EXERCISE AIM: Write the records out again, keeping each line exactly as it is.

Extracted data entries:
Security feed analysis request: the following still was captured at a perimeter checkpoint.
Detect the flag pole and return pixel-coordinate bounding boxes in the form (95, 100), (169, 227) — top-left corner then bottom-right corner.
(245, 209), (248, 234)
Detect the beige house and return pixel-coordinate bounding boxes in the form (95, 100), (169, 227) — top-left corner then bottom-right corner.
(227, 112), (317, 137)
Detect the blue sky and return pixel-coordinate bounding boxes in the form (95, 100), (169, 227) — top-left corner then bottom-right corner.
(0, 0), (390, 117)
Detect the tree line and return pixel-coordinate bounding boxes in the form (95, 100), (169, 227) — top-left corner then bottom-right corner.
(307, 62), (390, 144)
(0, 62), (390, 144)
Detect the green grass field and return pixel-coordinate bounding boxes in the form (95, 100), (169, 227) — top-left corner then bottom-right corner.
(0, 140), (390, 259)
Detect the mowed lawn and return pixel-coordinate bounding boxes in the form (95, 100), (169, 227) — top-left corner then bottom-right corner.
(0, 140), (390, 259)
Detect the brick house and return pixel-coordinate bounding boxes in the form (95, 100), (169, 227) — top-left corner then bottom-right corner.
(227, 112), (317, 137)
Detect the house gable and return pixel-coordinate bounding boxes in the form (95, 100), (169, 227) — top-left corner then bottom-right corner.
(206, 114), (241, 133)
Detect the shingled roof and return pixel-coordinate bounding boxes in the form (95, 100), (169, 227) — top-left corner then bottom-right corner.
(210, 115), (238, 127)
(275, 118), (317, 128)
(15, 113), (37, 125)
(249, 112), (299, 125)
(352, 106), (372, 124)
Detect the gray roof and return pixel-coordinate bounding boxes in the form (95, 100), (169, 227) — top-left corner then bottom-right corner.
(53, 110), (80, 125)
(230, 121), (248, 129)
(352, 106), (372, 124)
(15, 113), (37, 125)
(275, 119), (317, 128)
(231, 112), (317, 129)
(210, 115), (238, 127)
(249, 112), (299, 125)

RESPONSE TO THE EXERCISE:
Security feed analysis request: the following still was captured at a perimeter checkpoint.
Detect the flag pole and return pixel-coordinate bounding boxes in the form (95, 100), (169, 227) — top-left corner then bottom-right corner.
(245, 209), (248, 234)
Detect the beige house and return pixel-coordinate bounding boxes in the form (95, 100), (169, 227) — top-left corner then bottom-right corner.
(227, 112), (317, 137)
Detect the blue sky and return pixel-coordinate bounding boxes in the form (95, 100), (169, 227) — top-left corner then bottom-right corner.
(0, 0), (390, 117)
Detect the tree line and return pixel-coordinate bounding boxes in the form (95, 100), (169, 227) — top-left corner then bottom-right corner.
(307, 62), (390, 144)
(0, 62), (390, 144)
Detect the green grass field and return pixel-coordinate bounding boxes in the form (95, 100), (169, 227) — top-left corner then bottom-right corner.
(0, 140), (390, 259)
Detect the mowed lawn and return pixel-coordinate bounding boxes in the form (95, 100), (169, 227) — top-left corner then bottom-right corner.
(0, 140), (390, 259)
Detect the brick house and return pixel-coordinate bounding boxes in the form (95, 100), (169, 227) — top-left corner then bottom-right corner.
(227, 112), (317, 137)
Detect the house gable and return pixel-coordinate bounding boxes in the form (95, 100), (169, 227) — top-left corner then bottom-right corner.
(206, 114), (241, 133)
Detect the shingled roof and return pixel-coordinate bounding boxes in the form (95, 100), (169, 227) — top-left corner then bottom-right corner.
(210, 115), (238, 127)
(275, 118), (317, 128)
(15, 113), (37, 125)
(249, 112), (299, 125)
(352, 106), (372, 124)
Detect the gray roof and return pixel-coordinate bounding boxes in the form (95, 100), (169, 227) — top-left corner then bottom-right corner.
(53, 110), (80, 125)
(230, 121), (248, 129)
(352, 106), (372, 124)
(15, 113), (37, 125)
(275, 119), (317, 128)
(231, 112), (317, 129)
(210, 115), (238, 127)
(249, 112), (299, 125)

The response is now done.